**PASSAGE FOR REVIEW:**
☆ ☆ ☆ ☆

Cell surface expression of nucleolin. (A) F3 affinity chromatography of biotin-labeled proteins solubilized from cell surface–biotinylated MDA-MB-435 cells. F3 specifically binds streptavidin-reactive bands at 110 (arrow) and 75 kD in nonstarved cells (a). These bands are not detectable in serum-starved cells, but a set of low molecular mass bands is prominent (b, arrow). (B) FACS^® analysis of antibody binding to MDA-MB-435 cells (a and b) and HUVECs (c). Propidium iodide–negative (living) cells were gated for the analysis. Polyclonal antinucleolin NCL3 (a and c) and monoclonal antinucleolin antibody MS-3 (b) cause a shift of the FACS^® peak compared with controls (rabbit IgG and an isotype-matched monoclonal antibody with an unrelated specificity, respectively), indicating cell surface expression of nucleolin on the MDA-MB-435 and HUVECs. A positive control, an anti–β3 integrin, gives a strong shift, reflecting a high cell surface expression of this integrin subunit in both types of cells.

Figure 3.

Subcellular distribution of nucleolin in dividing and stationary cells. MDA-MB-435 cells were cultured in standard culture media (a and c) or in media lacking serum (b and d). Nucleolin was detected using polyclonal NCL3 antibody in fixed cells without permeabilizing the cells (a and b) or after permeabilization with Triton X-100 (c and d). Nucleolin appears both on the surface and in the nuclei of the actively growing cells cultured in the standard media, but is exclusively nuclear in serum-starved cells.

Figure 4.

Antinucleolin antibodies inhibit F3 internalization by cells. Exponentially growing MDA-MB-435 cells were incubated with 1 μM FITC-F3 or FITC-Tat peptide for 2 h at 37°C. FITC-F3 is internalized and transported into the nucleus (a, FITC-F3, green; b, red channel; c, merge). Coincubation with antinucleolin antibody NCL3 inhibits the cellular uptake and subsequent nuclear transport of the peptide (e, F3-FITC, green; f, NCL3, red; g, merge). NCL2 has no influence on uptake of F3 (i, F3-FITC, green; j, NCL2, red; k, merge). Internalization of FITC-Tat peptide (d) is not affected by NCL3 (h) or NCL2 (l). The antibodies were detected with Alexa-594 anti–rabbit IgG (red). Nuclei were stained with DAPI (blue). The images were obtained by confocal microscopy. Bars, 10 μm.

☆ ☆ ☆ ☆

**EXTRACTED INFORMATION:**

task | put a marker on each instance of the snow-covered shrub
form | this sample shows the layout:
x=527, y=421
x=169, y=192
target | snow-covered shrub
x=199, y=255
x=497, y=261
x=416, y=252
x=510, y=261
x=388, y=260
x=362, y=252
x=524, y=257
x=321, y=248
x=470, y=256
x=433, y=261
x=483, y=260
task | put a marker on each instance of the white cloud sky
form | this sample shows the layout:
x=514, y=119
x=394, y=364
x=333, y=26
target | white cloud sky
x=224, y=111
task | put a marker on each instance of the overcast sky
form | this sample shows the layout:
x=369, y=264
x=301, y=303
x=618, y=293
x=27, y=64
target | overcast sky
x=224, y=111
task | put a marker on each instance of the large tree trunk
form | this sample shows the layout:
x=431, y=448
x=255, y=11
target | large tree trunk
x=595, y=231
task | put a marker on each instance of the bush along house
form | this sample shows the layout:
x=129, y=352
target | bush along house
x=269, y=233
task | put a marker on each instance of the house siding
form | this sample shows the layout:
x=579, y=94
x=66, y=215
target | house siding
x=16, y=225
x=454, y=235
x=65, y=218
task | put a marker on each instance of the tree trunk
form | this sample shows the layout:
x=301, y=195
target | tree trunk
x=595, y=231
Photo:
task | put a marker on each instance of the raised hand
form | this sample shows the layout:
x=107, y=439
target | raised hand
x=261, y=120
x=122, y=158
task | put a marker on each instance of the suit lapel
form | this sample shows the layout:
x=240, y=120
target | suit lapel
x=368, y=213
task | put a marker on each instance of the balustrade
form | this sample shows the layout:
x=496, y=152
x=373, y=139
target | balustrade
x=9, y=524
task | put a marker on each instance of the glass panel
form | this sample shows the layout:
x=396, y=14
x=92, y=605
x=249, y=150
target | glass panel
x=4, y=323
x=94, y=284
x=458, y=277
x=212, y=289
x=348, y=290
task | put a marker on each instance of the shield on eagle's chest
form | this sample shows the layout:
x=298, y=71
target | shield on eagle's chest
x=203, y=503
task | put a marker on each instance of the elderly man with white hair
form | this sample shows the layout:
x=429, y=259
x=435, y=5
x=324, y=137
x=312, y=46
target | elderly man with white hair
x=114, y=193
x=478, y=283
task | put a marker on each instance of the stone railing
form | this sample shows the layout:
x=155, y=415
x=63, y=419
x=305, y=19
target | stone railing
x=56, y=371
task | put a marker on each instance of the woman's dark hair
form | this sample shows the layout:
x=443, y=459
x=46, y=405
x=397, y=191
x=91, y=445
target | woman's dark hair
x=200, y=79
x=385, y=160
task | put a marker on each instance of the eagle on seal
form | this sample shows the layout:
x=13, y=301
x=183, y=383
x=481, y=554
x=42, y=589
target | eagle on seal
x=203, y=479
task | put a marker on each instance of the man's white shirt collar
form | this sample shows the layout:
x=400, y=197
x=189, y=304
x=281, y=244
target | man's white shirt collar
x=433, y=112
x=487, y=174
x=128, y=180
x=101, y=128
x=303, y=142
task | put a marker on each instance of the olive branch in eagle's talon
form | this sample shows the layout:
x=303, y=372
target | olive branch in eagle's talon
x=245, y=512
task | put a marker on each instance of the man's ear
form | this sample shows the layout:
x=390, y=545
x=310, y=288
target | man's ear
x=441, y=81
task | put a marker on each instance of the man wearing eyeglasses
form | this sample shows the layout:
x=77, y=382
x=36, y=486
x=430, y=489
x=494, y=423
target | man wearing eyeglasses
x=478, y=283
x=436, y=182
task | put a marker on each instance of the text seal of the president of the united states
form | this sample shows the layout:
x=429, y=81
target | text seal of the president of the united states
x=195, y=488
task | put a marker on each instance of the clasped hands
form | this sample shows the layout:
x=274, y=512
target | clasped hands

☆ ☆ ☆ ☆

**TRY IT:**
According to the nucleolin figure legends, which antinucleolin antibody has no influence on the uptake of F3? The listing has no connection to the nucleolin figure legends.

**EXERCISE RESPONSE:**
NCL2